GIVEN INSTRUCTION
Gather each line of the listing below that contains the word "mountain" and copy those lines out.

** Begin ROWS **

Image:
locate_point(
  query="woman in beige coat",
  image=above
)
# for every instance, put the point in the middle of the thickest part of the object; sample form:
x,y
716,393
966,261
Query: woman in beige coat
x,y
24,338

** End ROWS **
** Begin ROWS **

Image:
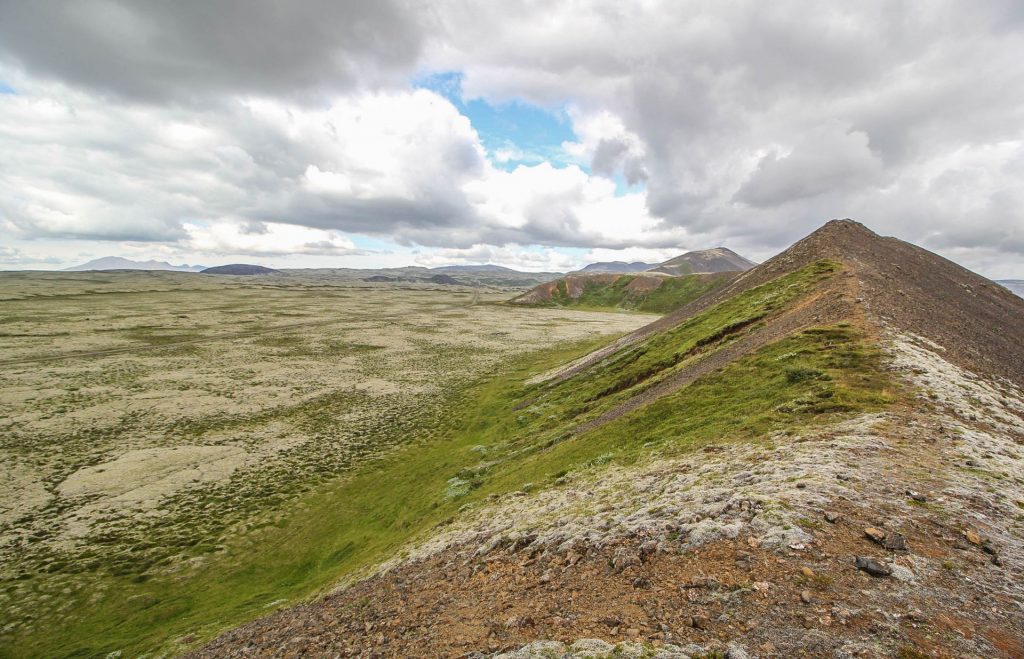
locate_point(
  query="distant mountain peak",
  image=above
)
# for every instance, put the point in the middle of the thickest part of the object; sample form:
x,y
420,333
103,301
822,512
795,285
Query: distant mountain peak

** End ROWS **

COMPLETE ANSWER
  query="distant mountain peak",
Query: distant mountain peak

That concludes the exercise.